--- Start of DATASET RECORDS ---

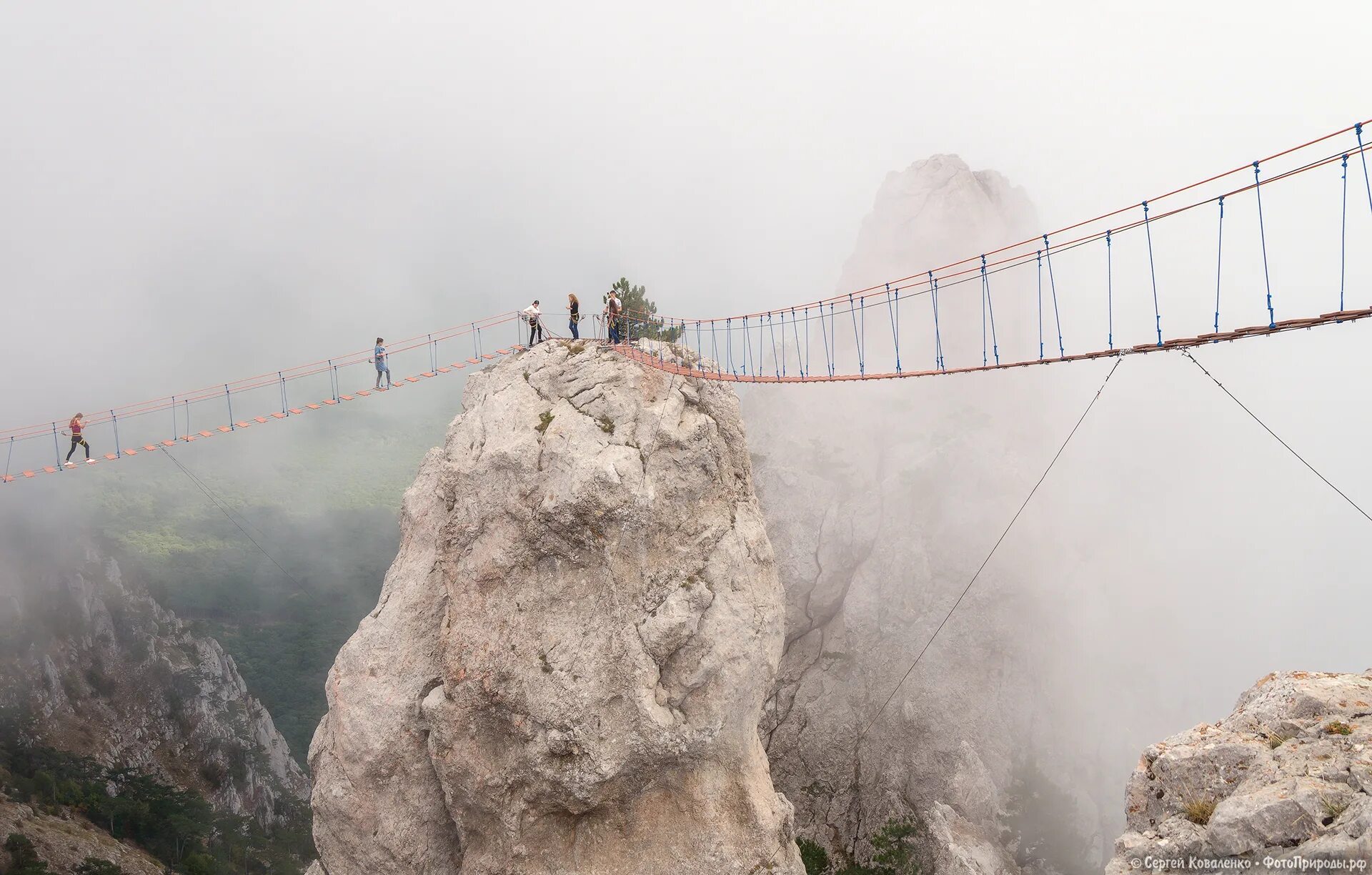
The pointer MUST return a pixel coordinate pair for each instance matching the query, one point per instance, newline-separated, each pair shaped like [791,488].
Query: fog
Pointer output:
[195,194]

--- End of DATASET RECORDS ---
--- Start of DATASET RECORDS ---

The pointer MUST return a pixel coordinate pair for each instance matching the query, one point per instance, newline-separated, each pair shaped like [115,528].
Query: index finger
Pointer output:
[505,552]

--- End of DATASET RECORDS ---
--- Start of DATASET RECORDS ---

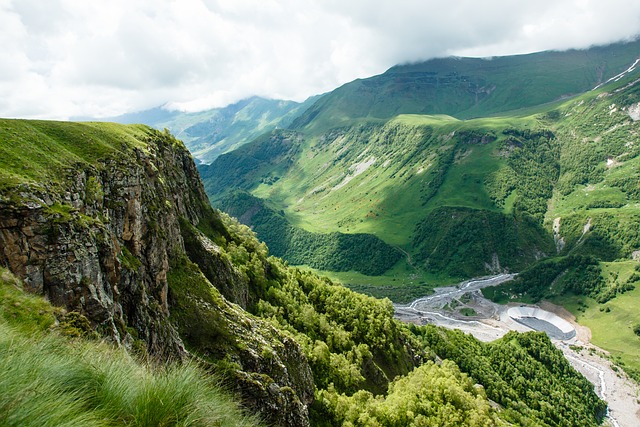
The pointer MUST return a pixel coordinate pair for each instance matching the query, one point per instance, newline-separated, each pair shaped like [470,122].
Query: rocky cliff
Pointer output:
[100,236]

--- End of DATASET RECORDS ---

Report every line above that contains the word "instance", copying each such line in full.

The pointer MUST return a pixel coordinate pair for each instance matching the query, one point per instance, newline-separated, each pair shaped like [791,488].
The pointer MUST return a pixel coordinate pair for each instance matching the query, one point per instance, newline-separated, each pair shaped like [115,528].
The pointer MUST return a pixel coordinate pair for each instance matching the query, one point per instance, newline-separated, each pair shaped like [470,122].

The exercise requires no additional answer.